[[ PROVIDED PASSAGE, beginning ]]

Understanding the Berlin patient's unexpected cure

news
11 November 2017

A decade ago, the medical world was shocked when a patient in Berlin, Germany, had been declared free of HIV after receiving a stem cell transplant to treat cancer.

Doctors have repeatedly tried to replicate the result, but this HIV cure has evaded other patients so far.

Dr Jonah Sacha and colleagues at OHSU's Vaccine & Gene Therapy Institute are among the many scientists who are seeking to understand why the much-studied "Berlin patient" was so fortunate.

Now, they've developed a new way to understand his cure. Sacha's team has shown a species of monkey called Mauritian cynomolgus macaques can successfully receive stem cell transplants.

Researchers have long used a different monkey species to research stem cell transplants, but that species' biological characteristics means it can't be reliably used to find good donor matches to mimic human stem transplants.

[[ PROVIDED PASSAGE, end ]]
[[ PROVIDED DATA, beginning ]]

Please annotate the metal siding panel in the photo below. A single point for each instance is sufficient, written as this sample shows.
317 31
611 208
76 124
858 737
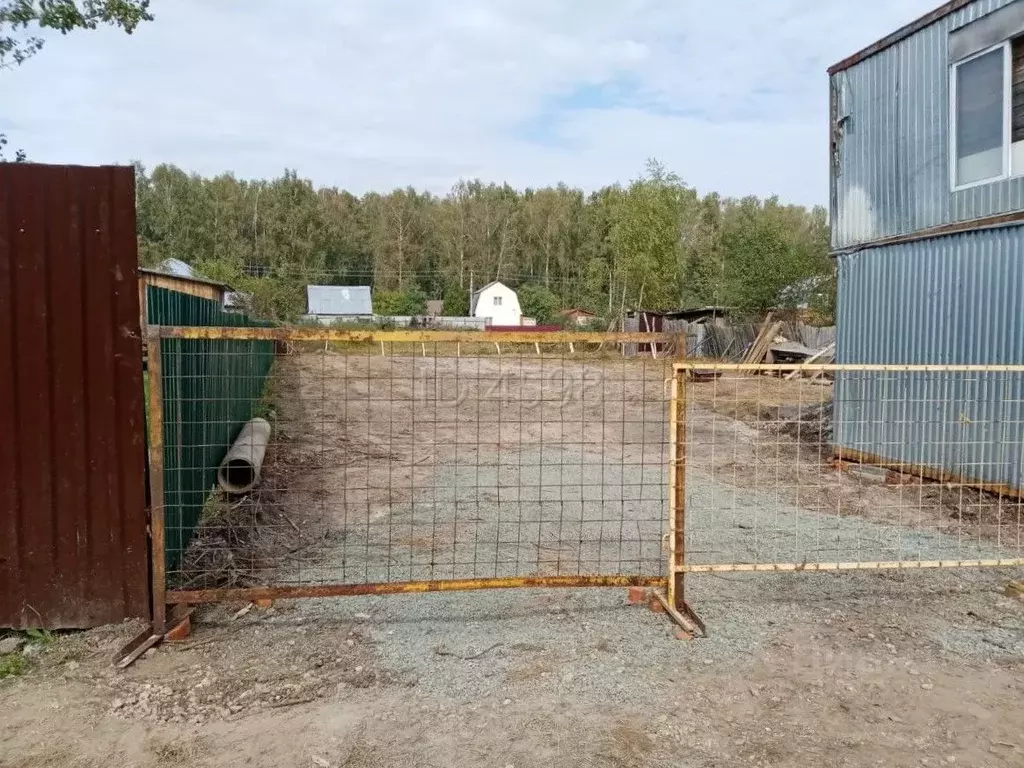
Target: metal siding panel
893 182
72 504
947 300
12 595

[[ PROVIDED DATA, end ]]

### TASKS AND EXERCISES:
**1)** Which diseases and which medical treatment does the article on the Berlin patient's cure mention?
**2)** Can you duplicate the part of the Berlin patient article that opens with the words containing "A decade ago, the" and closes with "human stem transplants."?
**3)** Could you finish out the next part of the article on the Berlin patient's cure, starting after its last sentence?

### EXERCISE RESULTS:
**1)** Diseases: HIV and cancer. Treatment: stem cell transplant.

**2)**
A decade ago, the medical world was shocked when a patient in Berlin, Germany, had been declared free of HIV after receiving a stem cell transplant to treat cancer.

Doctors have repeatedly tried to replicate the result, but this HIV cure has evaded other patients so far.

Dr Jonah Sacha and colleagues at OHSU's Vaccine & Gene Therapy Institute are among the many scientists who are seeking to understand why the much-studied "Berlin patient" was so fortunate.

Now, they've developed a new way to understand his cure. Sacha's team has shown a species of monkey called Mauritian cynomolgus macaques can successfully receive stem cell transplants.

Researchers have long used a different monkey species to research stem cell transplants, but that species' biological characteristics means it can't be reliably used to find good donor matches to mimic human stem transplants.

**3)**
In a paper published 10 November in the journal Nature Communications, Sacha and colleagues report they successfully performed stem transplants on two monkeys more than a year ago that continue to lead healthy lives today.

The recipients did not suffer from the many common adverse effects of stem transplants, including the gruelling graft-versus-host disease, which can cause severe liver damage, rashes, diarrhoea and even death.

The finding provides Sacha a critical tool needed to explore how the Berlin patient was cured. As a result of the finding, researchers can also use Mauritian cynomolgus macaques to improve stem cell transplant outcomes for human patients with other blood-related conditions such as leukemia and sickle-cell disease.